What the exercise asks >> Transcribe each record below word for word.

Data entries >>
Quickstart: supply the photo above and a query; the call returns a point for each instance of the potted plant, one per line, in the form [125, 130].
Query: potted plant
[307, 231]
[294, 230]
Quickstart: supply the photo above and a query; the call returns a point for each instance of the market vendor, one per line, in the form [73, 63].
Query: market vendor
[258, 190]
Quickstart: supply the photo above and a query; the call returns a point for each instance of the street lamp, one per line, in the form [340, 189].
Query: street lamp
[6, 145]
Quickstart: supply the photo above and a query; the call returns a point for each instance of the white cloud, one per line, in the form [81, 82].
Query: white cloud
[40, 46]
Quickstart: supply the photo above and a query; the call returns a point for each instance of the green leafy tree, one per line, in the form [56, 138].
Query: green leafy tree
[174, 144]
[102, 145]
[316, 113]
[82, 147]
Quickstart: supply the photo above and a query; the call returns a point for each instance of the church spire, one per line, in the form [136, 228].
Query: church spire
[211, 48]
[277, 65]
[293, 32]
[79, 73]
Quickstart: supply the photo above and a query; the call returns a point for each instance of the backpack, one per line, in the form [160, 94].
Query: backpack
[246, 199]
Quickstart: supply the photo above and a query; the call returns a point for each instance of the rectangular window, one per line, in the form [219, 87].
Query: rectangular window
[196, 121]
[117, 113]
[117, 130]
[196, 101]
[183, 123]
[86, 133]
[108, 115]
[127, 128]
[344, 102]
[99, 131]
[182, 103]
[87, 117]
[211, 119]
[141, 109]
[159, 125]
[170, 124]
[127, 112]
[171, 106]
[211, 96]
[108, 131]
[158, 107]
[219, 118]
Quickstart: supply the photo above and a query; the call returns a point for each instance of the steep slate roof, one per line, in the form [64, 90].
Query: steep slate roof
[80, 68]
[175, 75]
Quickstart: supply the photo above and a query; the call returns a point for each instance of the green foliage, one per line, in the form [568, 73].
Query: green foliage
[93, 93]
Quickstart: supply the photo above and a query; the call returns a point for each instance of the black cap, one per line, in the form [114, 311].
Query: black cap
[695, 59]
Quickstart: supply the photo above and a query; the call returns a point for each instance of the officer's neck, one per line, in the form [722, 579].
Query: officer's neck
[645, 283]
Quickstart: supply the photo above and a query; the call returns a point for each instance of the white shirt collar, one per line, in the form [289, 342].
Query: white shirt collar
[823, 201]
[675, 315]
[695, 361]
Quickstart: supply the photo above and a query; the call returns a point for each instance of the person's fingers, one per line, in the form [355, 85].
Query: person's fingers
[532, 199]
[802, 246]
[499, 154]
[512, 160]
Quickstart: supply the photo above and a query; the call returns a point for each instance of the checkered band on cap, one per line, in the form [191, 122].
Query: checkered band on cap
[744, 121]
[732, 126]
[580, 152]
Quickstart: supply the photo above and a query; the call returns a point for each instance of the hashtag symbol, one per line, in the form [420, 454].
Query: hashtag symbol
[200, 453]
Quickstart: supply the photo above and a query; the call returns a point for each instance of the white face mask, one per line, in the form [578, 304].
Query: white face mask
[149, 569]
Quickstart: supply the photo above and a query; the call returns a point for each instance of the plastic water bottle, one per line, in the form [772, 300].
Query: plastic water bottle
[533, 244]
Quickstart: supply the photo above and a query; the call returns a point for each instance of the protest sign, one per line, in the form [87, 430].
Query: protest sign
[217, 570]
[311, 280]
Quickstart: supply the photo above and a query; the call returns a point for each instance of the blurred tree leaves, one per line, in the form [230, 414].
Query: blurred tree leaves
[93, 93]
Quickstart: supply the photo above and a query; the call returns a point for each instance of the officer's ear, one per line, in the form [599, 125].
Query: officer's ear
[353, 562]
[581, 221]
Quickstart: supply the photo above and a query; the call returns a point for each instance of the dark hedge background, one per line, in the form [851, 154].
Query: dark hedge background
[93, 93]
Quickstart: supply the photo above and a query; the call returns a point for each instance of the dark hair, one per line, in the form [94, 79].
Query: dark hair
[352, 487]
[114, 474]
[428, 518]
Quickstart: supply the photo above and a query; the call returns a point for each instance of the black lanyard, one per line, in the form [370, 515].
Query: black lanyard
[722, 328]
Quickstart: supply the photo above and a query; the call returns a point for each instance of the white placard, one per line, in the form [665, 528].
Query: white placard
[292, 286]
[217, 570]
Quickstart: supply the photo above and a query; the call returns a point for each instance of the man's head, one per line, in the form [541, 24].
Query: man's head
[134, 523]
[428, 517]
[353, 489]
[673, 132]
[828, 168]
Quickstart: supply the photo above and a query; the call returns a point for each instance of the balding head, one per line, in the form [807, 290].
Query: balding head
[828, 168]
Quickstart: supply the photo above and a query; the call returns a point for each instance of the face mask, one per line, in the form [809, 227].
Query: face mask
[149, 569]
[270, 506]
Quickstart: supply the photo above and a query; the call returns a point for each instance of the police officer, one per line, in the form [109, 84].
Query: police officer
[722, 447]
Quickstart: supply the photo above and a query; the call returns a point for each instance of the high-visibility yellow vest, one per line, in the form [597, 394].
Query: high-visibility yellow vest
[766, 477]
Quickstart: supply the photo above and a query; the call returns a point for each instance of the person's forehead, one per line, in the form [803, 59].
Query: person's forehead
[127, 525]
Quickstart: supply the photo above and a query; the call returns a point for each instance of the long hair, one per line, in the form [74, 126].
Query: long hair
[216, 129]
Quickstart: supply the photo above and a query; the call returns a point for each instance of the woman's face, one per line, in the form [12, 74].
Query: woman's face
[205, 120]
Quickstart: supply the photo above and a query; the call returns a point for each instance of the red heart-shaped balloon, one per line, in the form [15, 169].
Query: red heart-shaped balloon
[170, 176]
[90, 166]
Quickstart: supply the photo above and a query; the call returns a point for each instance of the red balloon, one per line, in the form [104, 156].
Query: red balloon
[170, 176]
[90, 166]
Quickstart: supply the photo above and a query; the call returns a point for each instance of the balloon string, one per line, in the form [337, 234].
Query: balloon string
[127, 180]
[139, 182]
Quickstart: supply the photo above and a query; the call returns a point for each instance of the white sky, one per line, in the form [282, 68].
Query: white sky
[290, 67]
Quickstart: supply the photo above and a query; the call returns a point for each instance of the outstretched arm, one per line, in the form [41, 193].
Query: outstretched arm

The completed task >>
Quickstart: supply the photo above and a query; the call returns a point for each instance of the potted plant, one per line, in the form [125, 130].
Query: potted plant
[307, 231]
[294, 230]
Quickstart: supply the photo above and a query; the call returns a point for each instance of the market vendor, one per line, in the form [73, 63].
Query: market vendor
[258, 190]
Quickstart: supply the photo above and a query; the call returns a point for each instance of the street lamp, one per line, in the form [340, 189].
Query: street lamp
[6, 145]
Quickstart: supply the photo above and a query; the call returns a point for each instance of the white cloud, one per line, in the form [81, 82].
Query: white cloud
[40, 46]
Quickstart: supply the photo above and a query; the call returns a point for each instance of the green leafy tree, one per line, in the form [56, 138].
Query: green leafy tree
[174, 144]
[102, 145]
[316, 113]
[82, 147]
Quickstart: supply the photo above and a query; the call returns a point for each instance of the church spire, one per line, in the form [136, 228].
Query: church spire
[211, 48]
[277, 65]
[293, 32]
[79, 73]
Quickstart: supply the photo above and a query; the call returns a point for each instance of the backpack, one per line, in the form [160, 94].
Query: backpack
[246, 199]
Quickstart: supply the photo above and a query; the call returns a point for each instance of the rectangular window, one per line, in the form [219, 87].
Query: rectangular window
[196, 121]
[117, 113]
[117, 130]
[196, 101]
[183, 123]
[86, 133]
[108, 115]
[127, 128]
[344, 102]
[99, 131]
[182, 103]
[87, 117]
[211, 119]
[141, 109]
[159, 125]
[170, 124]
[127, 112]
[171, 106]
[211, 96]
[108, 131]
[158, 107]
[219, 118]
Quickstart: supply the photo above and a query; the call returns a point for each instance of the steep slate roof, one per line, in the form [64, 90].
Query: steep slate roof
[80, 68]
[175, 75]
Quickstart: supply the photo above and a query; the call returns a point for each instance of the green foliage, one per line, in the form [568, 73].
Query: green foliage
[93, 93]
Quickstart: supply the photo above and a query; the call returns a point for each instance of the black cap, one per line, in the form [114, 311].
Query: black cap
[695, 59]
Quickstart: supply the photo above and a query; the call returns a point for each instance of the officer's neck, one per line, in the form [722, 579].
Query: officer's neck
[645, 283]
Quickstart: supply the photo above and a query; the call returns a point for each instance of the white shirt collar, one per line, in the form [289, 342].
Query: white shirt collar
[823, 201]
[675, 315]
[695, 361]
Quickstart: supply the photo above and a query; the call returns a point for each instance of the person's fingers, one per line, in the form [355, 85].
Query: person's fingers
[532, 199]
[802, 246]
[499, 154]
[512, 160]
Quickstart: supply the photo above and a query; the call returns a point for each instance of the checkered band on cap, one per line, in the form [191, 122].
Query: checkered band on cap
[744, 121]
[732, 126]
[580, 152]
Quickstart: supply the photo above and a query; the call returns a point for each instance of the hashtag symbol, one per line, in the form [420, 454].
Query: hashtag symbol
[200, 453]
Quickstart: supply the photo above and a query; the call returns a point for each instance of the white face mask, one per line, in the form [578, 304].
Query: white face mask
[149, 569]
Quickstart: supply the photo above and a query; the call returns a point for each instance of the plastic water bottle, one per line, in the form [772, 300].
Query: plastic water bottle
[533, 244]
Quickstart: supply the photo above and a query; the call returns a point for each instance of the protest sign, one per line, in the form [87, 430].
Query: protest sign
[217, 570]
[311, 280]
Quickstart: supply the photo above and a query; the call returns a point for each instance of the blurred tree leaves, one per line, in the form [230, 414].
Query: blurred tree leaves
[93, 93]
Quickstart: supply the photo above and a query; the call returns a point for each instance of the officer's ear, one per line, in the form [599, 125].
Query: officer's ear
[353, 562]
[581, 221]
Quickstart: supply the photo above and a query; the call returns a point for each instance of the dark hedge background, one per line, in the form [851, 154].
Query: dark hedge background
[93, 93]
Quickstart: supply the photo above and a query; the call returns a point for each instance of the dark hair, one per line, in the form [94, 79].
Query: dark hair
[352, 487]
[114, 474]
[428, 518]
Quickstart: supply the photo above and a query; the call returns a point for each instance of the black lanyard, one per line, in the form [370, 515].
Query: black lanyard
[722, 328]
Quickstart: supply the photo above and a query; the call returns a point for each instance of the white placard, one per line, in the form [665, 528].
Query: white placard
[292, 286]
[217, 570]
Quickstart: supply the photo above and a query; the call returns a point for each instance of the man's head, one per line, in the form [541, 24].
Query: man's head
[134, 523]
[428, 517]
[353, 489]
[673, 132]
[828, 168]
Quickstart: supply the photo above and a query; the call returns a point for each instance of the balding head, one per line, in the form [807, 290].
Query: balding head
[828, 168]
Quickstart: supply the photo above and a query; the call returns a point for each instance of the face mask, one per line, in the form [809, 227].
Query: face mask
[149, 569]
[270, 506]
Quickstart: supply the photo above and a query; the call returns a point for each instance of the police officer, one per line, in the form [109, 84].
Query: police officer
[722, 447]
Quickstart: supply the photo above and a query; the call returns a point for each instance of the high-visibility yellow vest, one per line, in the form [597, 394].
Query: high-visibility yellow vest
[766, 477]
Quickstart: supply the photo above and a query; the call returns a point for each instance of the person's forehead, one per line, in the form [803, 59].
Query: person's forehead
[127, 525]
Quickstart: supply the photo above and a query; the call returns a point for each instance of the long hair, one per line, in the form [74, 126].
Query: long hair
[216, 129]
Quickstart: supply the photo above and a query; the call returns a point for each instance of the woman's face, one per line, in the form [12, 74].
Query: woman's face
[205, 120]
Quickstart: supply the photo above and a query; the call returns a point for each instance of the red heart-shaped balloon, one per line, in the form [15, 169].
Query: red heart-shaped balloon
[170, 176]
[90, 166]
Quickstart: supply the photo above and a query; the call returns a point for each instance of the red balloon, one per line, in the form [104, 156].
Query: red balloon
[170, 176]
[90, 166]
Quickstart: supply the photo above and a query; the call returns a point for each instance of the balloon string, one per line, in the form [337, 234].
Query: balloon string
[127, 180]
[139, 182]
Quickstart: supply the photo above and a query; the call returns a point for each instance of the white sky, one per line, in the form [282, 68].
Query: white sky
[290, 67]
Quickstart: supply the photo above and a query; the call returns a point for each instance of the outstretched arm, one per line, in the form [41, 193].
Query: outstretched arm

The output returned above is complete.